Aim of the exercise: Format all the records below as a numbered list, one line per number, with blank lines left out.

[Object location annotation data]
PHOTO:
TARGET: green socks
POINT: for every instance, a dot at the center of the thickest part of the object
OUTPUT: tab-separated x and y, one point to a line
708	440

Result of this exercise:
1. PHOTO:
2. TARGET: green socks
3. POINT: for every instance, a dot at the center of the thickest part of the object
4. OUTPUT: tab-separated x and y, one point to a line
5. 708	440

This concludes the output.